** begin Data extract **

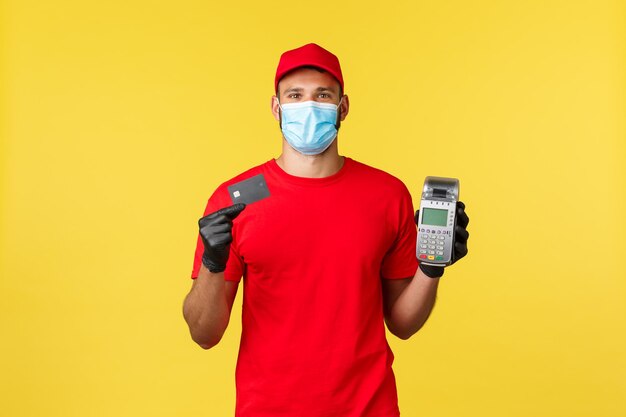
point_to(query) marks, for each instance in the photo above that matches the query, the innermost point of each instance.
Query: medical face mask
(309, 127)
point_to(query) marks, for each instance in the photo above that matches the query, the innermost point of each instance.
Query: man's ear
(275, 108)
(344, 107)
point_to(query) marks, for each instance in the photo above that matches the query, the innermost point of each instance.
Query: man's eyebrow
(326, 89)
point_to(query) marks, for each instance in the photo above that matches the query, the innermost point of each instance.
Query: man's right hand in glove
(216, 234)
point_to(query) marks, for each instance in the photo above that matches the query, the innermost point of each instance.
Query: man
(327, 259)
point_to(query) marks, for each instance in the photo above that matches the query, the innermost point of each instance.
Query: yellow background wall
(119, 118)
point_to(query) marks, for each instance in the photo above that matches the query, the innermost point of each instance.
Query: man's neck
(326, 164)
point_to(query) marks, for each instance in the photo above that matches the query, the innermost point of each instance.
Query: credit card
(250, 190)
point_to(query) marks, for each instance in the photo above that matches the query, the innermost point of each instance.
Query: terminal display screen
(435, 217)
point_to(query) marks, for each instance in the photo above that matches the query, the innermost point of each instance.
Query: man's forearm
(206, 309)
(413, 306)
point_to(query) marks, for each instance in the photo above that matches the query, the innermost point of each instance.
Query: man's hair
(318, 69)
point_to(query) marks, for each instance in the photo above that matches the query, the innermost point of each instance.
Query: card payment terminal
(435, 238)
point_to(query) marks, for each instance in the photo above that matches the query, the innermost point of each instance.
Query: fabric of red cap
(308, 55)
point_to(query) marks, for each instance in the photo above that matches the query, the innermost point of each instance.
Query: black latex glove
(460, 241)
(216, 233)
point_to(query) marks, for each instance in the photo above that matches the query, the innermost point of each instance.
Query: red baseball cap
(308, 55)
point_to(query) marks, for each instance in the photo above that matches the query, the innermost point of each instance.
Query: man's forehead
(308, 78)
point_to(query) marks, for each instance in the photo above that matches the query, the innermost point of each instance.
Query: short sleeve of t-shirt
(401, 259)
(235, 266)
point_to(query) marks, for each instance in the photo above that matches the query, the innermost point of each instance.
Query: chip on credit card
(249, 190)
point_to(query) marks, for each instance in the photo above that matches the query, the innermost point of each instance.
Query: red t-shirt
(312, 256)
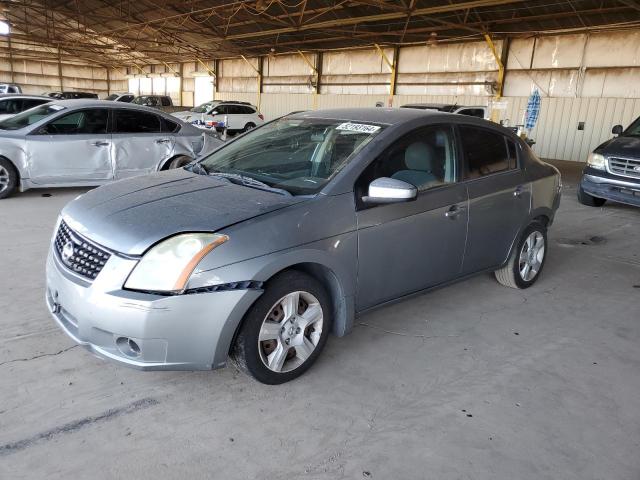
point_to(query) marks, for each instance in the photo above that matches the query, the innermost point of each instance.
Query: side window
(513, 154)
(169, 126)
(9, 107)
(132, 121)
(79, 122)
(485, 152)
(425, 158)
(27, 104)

** end Data extract **
** begin Data extract **

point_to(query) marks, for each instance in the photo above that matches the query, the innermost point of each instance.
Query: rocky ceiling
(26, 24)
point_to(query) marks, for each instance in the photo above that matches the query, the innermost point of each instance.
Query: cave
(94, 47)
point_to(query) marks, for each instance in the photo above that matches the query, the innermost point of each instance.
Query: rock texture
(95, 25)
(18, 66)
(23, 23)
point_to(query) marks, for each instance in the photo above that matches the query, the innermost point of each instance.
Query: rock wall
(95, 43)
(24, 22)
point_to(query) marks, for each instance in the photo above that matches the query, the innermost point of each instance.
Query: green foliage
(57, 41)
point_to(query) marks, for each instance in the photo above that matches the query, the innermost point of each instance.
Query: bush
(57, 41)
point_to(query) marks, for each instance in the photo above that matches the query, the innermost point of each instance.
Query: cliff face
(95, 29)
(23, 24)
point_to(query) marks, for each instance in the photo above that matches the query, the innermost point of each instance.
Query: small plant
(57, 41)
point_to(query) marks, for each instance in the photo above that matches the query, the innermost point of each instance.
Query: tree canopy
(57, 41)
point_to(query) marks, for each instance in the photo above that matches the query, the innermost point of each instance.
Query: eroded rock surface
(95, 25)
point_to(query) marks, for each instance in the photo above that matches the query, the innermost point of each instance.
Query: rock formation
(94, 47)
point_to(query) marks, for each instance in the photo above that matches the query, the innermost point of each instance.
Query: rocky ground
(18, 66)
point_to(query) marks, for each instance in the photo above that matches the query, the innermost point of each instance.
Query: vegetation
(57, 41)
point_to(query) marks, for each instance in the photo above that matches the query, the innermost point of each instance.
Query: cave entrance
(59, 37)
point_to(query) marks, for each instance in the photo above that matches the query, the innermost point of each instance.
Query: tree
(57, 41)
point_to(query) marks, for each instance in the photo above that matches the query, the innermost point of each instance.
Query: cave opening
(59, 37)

** end Data extract **

Pull out each line of the listing above that contains the string "shirt".

Query: short sleeve of t-shirt
Query: red t-shirt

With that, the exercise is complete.